Glad to know I am not the only one that does this!!

I did the same thing this year at Disney. DD wanted so badly to go on Expedition Everest and Space Mountain so I told her to make sure she stood up super tall because she only measured 43.75" at the doctors office and you have to be 44" to ride. Her shoes helped her get there and she had an absolute blast on the rides.


----------



## cschick (Aug 28, 2007)

In Illinois . . . if it was the place with the monkey theme, we were there when le kid was about 26 months old, and he rode the roller coaster with my husband, and the airplane ride by himself, and the spinny-in-a-circle ride with me. They all had min heights, if you asked the attendants, but even being a shortie at the 5th percentile for height, le kid was over their height limits for the three rides.

They didn't let him on bumper cars, because he did not meet the restrictions.

Edited: hmm, if it's the monkey themed one, we were at the location that has since closed, so the new/renovated location isn't the one I'm talking about.


----------



## mommariffic (Mar 18, 2009)

I wouldn't be mad

Those indoor rides are small, and for toddlers. DD has been going on rides since we brought her to Disney before she was 2, including one similar to the air plane but I think it was a flying carpet? Anyway, she loved it. She shrieked and hollered and she still talks about it.

I guess your IL's seemed kind of laid back about it because the place is designed for kids, and it was perfectly safe? I know mine would take DD on a ride without asking, and wouldn't compromise her safety if they thought it was inappropriate.


----------



## JessicaS (Nov 18, 2001)

When my dd was about four she threw the most AMAZING tantrum because she wanted to ride this

Of course they would not let her on it, but she really wanted to.









That ride sounds like it was made for a toddler, I would have let my child ride it.


----------



## Rivka5 (Jul 13, 2005)

Excerpted data:
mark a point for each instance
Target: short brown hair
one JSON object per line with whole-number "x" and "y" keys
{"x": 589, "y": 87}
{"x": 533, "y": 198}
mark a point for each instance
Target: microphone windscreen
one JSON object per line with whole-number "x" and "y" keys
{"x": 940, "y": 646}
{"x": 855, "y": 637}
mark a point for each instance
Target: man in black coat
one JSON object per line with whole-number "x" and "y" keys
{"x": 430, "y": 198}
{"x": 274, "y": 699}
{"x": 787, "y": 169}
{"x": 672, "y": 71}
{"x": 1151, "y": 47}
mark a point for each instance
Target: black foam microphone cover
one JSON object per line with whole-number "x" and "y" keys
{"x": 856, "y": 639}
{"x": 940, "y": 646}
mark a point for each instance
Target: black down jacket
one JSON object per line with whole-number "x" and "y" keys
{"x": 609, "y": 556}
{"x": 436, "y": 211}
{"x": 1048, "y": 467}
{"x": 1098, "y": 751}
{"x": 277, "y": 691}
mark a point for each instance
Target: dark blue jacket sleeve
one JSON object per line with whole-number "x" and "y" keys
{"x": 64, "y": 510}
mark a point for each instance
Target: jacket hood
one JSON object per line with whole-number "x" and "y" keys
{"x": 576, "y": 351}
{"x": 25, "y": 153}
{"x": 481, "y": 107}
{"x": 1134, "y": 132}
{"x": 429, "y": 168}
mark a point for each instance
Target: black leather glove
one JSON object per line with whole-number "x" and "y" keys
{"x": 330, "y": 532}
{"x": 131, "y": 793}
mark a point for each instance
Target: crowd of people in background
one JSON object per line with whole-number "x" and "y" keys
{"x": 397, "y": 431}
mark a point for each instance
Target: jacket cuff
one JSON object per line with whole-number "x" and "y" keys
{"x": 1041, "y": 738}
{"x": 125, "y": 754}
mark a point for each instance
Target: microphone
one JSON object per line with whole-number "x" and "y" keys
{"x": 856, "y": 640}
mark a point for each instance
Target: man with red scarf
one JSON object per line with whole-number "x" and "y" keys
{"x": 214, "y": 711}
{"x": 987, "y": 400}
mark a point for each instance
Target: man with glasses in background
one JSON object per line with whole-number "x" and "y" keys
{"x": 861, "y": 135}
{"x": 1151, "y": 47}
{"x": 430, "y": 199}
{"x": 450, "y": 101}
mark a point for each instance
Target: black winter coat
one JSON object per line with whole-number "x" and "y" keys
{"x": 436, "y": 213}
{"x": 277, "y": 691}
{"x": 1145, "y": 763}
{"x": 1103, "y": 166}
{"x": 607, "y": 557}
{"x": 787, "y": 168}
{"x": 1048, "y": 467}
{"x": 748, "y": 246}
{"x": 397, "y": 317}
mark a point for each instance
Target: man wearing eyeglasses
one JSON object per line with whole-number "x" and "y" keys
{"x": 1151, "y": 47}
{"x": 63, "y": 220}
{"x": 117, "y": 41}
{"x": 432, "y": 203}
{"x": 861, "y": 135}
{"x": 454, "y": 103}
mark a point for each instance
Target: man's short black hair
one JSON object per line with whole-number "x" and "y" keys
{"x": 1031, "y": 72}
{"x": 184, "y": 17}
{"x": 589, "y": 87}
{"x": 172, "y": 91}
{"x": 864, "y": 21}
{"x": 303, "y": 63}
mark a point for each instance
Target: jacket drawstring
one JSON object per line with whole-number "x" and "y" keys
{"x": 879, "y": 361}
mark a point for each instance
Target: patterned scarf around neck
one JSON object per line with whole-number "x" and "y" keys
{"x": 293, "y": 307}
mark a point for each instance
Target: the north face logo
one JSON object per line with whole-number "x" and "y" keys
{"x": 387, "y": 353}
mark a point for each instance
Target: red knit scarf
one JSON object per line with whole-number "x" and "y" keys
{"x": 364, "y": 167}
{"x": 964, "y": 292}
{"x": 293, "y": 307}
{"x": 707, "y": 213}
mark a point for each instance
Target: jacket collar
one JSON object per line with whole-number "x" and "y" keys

What to do: Edit the passage of the forum thread above on children and ride height limits that begins with "Edited: hmm, if" and ends with "(Mar 18, 2009)", replacing "monkey themed" with "jungle themed".

Task solution:
Edited: hmm, if it's the jungle themed one, we were at the location that has since closed, so the new/renovated location isn't the one I'm talking about.


----------



## mommariffic (Mar 18, 2009)